Requirements: Reproduce the following material line for line, keeping every character unchanged.

Excerpts from point annotation data
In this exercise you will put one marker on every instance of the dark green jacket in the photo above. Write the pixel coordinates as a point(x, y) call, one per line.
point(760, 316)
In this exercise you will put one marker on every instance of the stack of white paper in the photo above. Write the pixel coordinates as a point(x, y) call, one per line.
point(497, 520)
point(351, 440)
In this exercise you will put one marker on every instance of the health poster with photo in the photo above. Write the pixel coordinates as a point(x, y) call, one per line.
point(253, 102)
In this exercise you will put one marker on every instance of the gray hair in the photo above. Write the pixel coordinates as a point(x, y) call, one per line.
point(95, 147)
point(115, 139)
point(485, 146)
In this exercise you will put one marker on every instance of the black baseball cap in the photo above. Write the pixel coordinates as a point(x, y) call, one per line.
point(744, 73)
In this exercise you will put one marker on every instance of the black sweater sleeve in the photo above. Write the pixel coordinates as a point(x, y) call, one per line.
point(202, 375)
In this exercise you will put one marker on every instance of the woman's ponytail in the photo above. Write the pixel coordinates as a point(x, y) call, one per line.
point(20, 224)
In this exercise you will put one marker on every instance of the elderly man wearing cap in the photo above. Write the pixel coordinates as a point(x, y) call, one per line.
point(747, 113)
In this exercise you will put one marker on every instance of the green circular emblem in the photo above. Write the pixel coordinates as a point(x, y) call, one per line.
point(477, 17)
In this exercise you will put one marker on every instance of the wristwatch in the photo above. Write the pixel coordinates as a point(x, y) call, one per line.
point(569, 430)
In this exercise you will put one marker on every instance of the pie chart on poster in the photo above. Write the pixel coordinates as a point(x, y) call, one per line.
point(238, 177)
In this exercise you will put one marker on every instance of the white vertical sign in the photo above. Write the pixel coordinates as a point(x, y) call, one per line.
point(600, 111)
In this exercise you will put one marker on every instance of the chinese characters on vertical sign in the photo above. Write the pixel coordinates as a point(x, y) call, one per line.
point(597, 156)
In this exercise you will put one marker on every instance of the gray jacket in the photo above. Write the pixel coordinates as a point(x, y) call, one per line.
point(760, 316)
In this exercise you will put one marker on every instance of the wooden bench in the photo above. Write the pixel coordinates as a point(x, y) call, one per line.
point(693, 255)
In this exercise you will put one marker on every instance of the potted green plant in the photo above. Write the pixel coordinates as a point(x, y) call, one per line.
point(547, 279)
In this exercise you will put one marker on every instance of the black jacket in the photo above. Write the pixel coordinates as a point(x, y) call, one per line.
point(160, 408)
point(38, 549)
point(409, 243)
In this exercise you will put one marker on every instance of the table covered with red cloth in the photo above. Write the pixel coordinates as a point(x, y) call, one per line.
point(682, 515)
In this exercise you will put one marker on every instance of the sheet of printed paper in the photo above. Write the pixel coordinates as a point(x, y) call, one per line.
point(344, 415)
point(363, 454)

Solution to the problem:
In this exercise you will put one marker on every instance of the dark green jacket in the photo above. Write the pixel coordinates as a point(x, y) call, one per line.
point(760, 316)
In this exercise you will put one marker on every instance of the stack of white paper in the photo above. Write the pixel coordinates as a point(x, y) call, one per line.
point(497, 520)
point(351, 440)
In this exercise you will put one marker on every instance of the health poster with photo in the photo above. Write the pixel coordinates as a point(x, y) call, one per line.
point(253, 102)
In this exercise you will put one marker on every instance of the gray hair in the photo above. Write the pixel coordinates as a point(x, y) call, one per line.
point(95, 147)
point(115, 139)
point(485, 146)
In this exercise you will put one marker on every instance of the black baseball cap in the photo above. Write the pixel coordinates as a point(x, y) call, one per line.
point(744, 73)
In this exercise you will put one marker on every instance of the black sweater sleeve in the photo above. Write the pixel coordinates as a point(x, y) call, one per line.
point(202, 375)
In this exercise you will put one marker on every instance of the woman's ponytail in the photo above. Write the pixel coordinates as a point(x, y) call, one per line.
point(20, 224)
In this exercise you will put one marker on every instance of the elderly man wearing cap in the photo above. Write the pixel coordinates as a point(x, y) call, one per line.
point(747, 113)
In this exercise you will put one marker on every instance of the green circular emblem in the photo above. Write the pixel coordinates as a point(x, y) call, one per line.
point(477, 17)
In this exercise you will put one marker on every instance of the wristwatch in the photo above. Write the pixel coordinates as a point(x, y) call, one per line.
point(569, 430)
In this exercise you will put one marker on every instance of the pie chart on poster in the photo above. Write the pixel coordinates as a point(x, y) call, one per line.
point(238, 177)
In this exercise you will put one marker on every instance of the white vertical sign in the photo above. Write the pixel coordinates as a point(x, y) call, one per line.
point(600, 111)
In this exercise you will put one marker on every instance of the chinese characters on vertical sign in the photo above. Write the pixel coordinates as a point(x, y) call, one per line.
point(597, 156)
In this exercise you will put one marker on every instance of the gray jacket in the photo above. Write the pixel coordinates as a point(x, y) call, one per line.
point(760, 316)
In this exercise you will put one marker on every instance of the wooden bench in the photo above. Write the pixel coordinates as a point(x, y) call, one per line.
point(693, 255)
In this exercise you will put one marker on every instance of the potted green plant in the photo above. Write the pixel coordinates as a point(x, y) call, one per line.
point(547, 279)
In this exercise you will put one marker on every instance of the black jacket in the photo above. Write the pixel coordinates as a point(x, y) call, one per line.
point(160, 408)
point(38, 549)
point(409, 243)
In this exercise you will put one marker on every instance of the table covered with red cloth in the photo above. Write the pixel coordinates as a point(x, y) call, one per line.
point(682, 515)
In this exercise you will put one marker on every instance of the sheet of printed paper in the photo above. Write the pixel coordinates as a point(x, y) call, one per line.
point(344, 415)
point(363, 454)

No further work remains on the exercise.